## Data rows:
****

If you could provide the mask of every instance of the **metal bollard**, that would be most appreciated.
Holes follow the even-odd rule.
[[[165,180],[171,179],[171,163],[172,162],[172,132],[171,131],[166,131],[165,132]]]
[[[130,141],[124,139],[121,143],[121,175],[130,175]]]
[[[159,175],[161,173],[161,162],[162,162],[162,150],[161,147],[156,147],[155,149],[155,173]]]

****

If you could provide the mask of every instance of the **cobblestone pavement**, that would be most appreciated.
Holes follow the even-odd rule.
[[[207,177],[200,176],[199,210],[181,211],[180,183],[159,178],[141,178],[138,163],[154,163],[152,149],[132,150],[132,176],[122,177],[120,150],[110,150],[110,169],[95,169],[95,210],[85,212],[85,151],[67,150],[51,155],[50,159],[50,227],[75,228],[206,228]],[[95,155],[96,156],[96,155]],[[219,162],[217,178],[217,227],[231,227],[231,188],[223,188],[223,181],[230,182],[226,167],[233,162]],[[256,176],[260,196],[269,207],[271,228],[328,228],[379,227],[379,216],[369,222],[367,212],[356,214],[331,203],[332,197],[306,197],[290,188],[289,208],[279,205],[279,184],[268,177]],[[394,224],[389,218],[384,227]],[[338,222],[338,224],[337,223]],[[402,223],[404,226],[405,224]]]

****

## Goal:
Select each line of the data above that contains the string "could", and reproduce those lines unchanged.

## Written response:
If you could provide the mask of every instance of the **metal bollard**, that would be most appreciated.
If you could provide the mask of every instance of the **cobblestone pavement**, that would be most appreciated.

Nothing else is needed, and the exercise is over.